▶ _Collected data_
•••

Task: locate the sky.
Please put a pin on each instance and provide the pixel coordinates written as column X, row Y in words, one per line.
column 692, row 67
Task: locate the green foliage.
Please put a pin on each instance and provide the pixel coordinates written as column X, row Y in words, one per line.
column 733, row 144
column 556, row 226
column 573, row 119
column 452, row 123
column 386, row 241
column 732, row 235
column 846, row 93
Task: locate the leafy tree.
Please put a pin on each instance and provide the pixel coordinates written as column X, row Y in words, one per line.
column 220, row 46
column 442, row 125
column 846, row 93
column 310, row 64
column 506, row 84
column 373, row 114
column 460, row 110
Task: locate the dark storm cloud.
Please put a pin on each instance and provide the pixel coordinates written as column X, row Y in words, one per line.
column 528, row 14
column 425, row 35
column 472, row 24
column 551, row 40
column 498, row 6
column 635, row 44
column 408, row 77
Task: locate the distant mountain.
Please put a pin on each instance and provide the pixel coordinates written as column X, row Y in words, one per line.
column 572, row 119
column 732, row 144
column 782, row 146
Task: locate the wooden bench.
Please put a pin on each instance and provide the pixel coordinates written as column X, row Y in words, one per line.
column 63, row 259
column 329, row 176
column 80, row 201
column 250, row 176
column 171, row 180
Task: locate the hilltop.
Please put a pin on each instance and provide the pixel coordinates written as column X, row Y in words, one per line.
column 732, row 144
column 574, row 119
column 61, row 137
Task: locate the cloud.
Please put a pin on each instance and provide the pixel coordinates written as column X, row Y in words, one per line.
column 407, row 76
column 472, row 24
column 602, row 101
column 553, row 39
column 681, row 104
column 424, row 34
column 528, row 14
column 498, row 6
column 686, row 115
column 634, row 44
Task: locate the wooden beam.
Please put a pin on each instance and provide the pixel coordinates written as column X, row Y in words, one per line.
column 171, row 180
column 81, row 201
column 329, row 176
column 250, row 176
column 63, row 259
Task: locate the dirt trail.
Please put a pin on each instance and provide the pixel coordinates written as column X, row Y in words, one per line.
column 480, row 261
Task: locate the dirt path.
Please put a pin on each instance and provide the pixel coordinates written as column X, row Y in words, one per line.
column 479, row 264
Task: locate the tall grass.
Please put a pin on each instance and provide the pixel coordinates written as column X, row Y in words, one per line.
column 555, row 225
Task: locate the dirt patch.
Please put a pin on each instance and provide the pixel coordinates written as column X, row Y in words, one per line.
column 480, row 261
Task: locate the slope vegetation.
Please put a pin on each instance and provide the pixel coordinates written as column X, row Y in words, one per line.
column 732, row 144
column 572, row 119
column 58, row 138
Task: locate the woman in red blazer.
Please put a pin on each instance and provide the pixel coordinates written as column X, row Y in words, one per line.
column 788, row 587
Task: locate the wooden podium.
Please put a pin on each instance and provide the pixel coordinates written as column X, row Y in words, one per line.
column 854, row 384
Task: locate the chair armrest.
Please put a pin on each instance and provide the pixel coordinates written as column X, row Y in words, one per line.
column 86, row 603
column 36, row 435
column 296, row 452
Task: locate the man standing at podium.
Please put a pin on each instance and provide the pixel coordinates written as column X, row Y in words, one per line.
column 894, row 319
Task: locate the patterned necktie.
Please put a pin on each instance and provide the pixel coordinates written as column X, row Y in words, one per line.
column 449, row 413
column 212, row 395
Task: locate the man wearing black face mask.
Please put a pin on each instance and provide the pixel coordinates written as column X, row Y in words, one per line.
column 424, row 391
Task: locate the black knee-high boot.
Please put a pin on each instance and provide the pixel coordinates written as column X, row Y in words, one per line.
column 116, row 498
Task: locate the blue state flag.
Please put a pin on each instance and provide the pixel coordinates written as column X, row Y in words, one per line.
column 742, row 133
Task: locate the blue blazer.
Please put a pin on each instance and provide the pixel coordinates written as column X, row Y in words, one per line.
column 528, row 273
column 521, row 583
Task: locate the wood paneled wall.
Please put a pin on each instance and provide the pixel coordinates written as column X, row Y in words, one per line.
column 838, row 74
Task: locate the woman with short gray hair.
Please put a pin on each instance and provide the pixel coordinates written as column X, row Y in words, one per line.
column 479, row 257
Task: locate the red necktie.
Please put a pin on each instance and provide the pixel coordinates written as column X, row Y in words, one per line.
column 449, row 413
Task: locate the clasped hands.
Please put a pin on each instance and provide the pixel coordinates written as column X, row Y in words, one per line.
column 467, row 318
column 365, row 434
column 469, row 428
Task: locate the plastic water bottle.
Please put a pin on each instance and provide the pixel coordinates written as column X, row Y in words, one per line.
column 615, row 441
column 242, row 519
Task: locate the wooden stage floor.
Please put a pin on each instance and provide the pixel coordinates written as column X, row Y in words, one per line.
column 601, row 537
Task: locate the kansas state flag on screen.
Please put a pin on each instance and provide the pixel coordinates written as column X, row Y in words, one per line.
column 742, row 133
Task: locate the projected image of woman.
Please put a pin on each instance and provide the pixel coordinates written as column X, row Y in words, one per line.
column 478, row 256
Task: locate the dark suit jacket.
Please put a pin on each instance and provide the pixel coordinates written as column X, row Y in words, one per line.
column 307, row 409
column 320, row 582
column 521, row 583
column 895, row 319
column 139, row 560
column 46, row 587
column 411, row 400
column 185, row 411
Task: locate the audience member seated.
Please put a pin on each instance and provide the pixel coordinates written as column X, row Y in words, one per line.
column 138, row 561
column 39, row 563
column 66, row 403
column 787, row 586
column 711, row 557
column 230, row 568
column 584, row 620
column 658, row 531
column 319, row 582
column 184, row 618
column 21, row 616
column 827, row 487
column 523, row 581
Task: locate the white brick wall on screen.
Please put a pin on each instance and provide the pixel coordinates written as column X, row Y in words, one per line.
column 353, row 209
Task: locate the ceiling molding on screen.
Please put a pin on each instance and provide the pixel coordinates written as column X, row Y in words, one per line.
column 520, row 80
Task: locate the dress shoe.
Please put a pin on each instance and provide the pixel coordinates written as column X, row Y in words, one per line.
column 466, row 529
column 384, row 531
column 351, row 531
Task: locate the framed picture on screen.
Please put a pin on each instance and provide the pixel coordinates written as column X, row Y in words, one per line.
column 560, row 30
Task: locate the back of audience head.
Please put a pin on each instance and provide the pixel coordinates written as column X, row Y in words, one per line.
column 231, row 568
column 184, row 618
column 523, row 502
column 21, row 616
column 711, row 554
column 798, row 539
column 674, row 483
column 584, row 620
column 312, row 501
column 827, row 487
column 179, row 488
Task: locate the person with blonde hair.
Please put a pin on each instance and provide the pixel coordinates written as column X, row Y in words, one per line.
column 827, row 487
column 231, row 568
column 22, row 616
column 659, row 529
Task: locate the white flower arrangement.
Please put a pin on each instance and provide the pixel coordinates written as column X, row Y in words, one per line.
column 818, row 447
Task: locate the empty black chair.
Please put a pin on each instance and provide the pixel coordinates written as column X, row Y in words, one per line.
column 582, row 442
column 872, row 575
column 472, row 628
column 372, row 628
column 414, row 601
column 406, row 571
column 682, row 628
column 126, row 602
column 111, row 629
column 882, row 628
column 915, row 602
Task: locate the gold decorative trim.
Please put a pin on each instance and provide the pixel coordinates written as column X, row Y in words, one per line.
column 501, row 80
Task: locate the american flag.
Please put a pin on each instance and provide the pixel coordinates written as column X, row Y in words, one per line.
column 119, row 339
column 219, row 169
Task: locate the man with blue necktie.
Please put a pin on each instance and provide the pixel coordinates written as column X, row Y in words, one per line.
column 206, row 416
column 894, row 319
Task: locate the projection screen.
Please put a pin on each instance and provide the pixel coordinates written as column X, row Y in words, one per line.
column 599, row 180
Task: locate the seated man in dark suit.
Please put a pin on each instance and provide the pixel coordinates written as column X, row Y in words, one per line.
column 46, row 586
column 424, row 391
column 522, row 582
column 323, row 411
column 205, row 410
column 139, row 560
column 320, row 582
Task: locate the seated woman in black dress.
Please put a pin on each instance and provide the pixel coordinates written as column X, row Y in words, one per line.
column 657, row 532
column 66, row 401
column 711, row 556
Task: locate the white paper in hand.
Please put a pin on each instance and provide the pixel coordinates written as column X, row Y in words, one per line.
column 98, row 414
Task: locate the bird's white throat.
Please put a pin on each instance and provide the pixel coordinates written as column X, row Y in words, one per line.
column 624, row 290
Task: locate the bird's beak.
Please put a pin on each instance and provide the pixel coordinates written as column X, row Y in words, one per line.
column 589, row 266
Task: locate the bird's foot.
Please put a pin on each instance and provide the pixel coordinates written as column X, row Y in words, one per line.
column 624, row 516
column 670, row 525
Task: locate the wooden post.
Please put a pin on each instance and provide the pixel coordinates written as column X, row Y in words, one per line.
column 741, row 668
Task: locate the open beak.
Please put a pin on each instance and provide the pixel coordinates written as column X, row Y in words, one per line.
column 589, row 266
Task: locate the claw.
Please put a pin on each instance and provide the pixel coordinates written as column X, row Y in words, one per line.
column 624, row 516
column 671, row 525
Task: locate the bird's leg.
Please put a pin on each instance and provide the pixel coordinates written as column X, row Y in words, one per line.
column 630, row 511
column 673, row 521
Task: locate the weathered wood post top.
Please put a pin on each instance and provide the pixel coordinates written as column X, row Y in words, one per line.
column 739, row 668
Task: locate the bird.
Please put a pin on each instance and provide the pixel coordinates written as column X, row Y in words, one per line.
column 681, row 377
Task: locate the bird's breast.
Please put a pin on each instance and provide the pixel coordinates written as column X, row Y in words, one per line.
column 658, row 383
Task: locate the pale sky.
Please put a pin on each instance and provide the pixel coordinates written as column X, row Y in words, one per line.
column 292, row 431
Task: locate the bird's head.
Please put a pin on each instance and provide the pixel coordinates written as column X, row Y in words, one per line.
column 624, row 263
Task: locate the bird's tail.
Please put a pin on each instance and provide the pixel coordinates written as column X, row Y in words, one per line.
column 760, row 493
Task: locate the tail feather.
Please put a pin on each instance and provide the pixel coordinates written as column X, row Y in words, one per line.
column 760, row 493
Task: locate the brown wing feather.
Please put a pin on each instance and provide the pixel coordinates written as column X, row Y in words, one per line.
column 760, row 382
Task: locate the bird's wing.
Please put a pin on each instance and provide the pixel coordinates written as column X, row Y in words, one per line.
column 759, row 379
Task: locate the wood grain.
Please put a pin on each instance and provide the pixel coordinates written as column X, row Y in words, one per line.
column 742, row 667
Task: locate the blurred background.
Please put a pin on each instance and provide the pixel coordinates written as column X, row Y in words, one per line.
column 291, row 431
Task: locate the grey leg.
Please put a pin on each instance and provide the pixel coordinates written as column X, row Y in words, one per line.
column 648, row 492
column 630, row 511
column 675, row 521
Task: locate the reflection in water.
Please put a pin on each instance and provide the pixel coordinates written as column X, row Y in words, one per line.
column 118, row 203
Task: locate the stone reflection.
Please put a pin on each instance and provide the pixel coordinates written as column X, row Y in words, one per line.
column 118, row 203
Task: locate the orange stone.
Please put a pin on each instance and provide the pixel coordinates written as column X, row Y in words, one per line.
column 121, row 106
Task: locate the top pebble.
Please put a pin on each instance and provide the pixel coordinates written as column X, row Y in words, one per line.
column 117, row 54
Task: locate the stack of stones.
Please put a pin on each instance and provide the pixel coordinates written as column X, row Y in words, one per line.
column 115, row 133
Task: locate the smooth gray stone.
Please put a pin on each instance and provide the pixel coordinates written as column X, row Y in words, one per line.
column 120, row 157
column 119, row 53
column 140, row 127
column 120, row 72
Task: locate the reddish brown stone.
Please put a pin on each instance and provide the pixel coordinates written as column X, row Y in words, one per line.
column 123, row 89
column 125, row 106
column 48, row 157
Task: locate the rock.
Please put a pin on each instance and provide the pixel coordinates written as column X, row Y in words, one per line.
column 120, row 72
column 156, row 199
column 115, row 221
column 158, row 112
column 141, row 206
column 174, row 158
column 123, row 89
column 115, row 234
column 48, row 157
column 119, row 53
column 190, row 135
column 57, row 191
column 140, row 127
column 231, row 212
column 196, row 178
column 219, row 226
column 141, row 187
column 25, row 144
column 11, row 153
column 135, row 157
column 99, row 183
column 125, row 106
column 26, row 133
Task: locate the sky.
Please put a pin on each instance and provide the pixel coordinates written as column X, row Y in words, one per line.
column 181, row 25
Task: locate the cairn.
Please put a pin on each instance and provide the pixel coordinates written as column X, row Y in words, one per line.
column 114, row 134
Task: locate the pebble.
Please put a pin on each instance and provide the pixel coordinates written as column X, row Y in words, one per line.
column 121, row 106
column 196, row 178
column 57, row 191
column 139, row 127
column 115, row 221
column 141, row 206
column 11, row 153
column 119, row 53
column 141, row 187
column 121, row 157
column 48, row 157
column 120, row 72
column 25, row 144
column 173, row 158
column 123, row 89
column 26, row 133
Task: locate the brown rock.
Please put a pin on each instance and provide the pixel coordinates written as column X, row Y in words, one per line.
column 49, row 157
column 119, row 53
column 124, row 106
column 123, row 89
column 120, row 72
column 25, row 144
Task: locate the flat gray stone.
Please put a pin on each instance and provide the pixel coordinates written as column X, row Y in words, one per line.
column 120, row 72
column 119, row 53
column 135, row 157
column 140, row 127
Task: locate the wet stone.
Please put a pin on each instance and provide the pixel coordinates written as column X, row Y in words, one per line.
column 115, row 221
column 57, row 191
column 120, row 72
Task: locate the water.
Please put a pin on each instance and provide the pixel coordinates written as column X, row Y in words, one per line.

•••

▶ _WHAT NEEDS TO BE DONE_
Look over the records above and copy each line that includes the string "wall".

▶ _FINAL ANSWER_
Task: locate the wood paneled wall.
Task: locate the white brick wall on screen.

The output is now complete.